Prompt: Examine the records and identify each line that includes the string "palm". Copy those lines.

Dataset extract:

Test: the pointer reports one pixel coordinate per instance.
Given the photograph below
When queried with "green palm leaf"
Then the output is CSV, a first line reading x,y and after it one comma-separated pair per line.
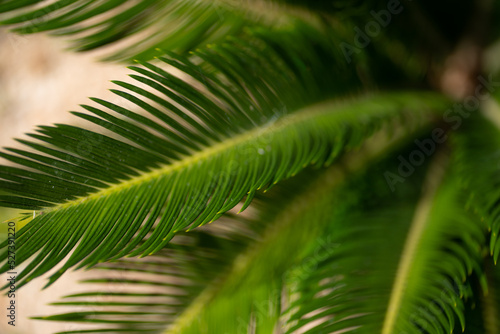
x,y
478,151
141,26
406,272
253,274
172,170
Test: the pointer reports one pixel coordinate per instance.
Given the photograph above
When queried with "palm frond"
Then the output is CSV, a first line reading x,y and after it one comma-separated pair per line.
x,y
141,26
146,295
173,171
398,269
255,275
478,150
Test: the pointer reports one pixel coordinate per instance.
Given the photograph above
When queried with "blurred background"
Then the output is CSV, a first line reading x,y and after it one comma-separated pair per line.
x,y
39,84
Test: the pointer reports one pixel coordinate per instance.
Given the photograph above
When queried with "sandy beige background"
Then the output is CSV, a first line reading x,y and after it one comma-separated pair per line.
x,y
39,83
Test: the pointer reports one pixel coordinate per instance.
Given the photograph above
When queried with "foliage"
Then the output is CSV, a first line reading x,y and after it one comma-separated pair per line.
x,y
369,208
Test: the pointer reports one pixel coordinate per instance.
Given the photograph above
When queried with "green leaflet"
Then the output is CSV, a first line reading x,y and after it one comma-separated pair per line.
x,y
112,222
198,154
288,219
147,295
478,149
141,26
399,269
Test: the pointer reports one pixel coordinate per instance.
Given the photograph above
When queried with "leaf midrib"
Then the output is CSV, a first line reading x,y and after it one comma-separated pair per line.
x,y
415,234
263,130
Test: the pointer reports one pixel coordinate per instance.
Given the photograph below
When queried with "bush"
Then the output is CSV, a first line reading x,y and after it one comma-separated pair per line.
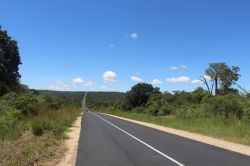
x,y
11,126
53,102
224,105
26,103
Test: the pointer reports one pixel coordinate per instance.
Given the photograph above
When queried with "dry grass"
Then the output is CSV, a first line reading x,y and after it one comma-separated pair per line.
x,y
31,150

Exercise result:
When queried with "green palm leaf"
When queried with "palm frond"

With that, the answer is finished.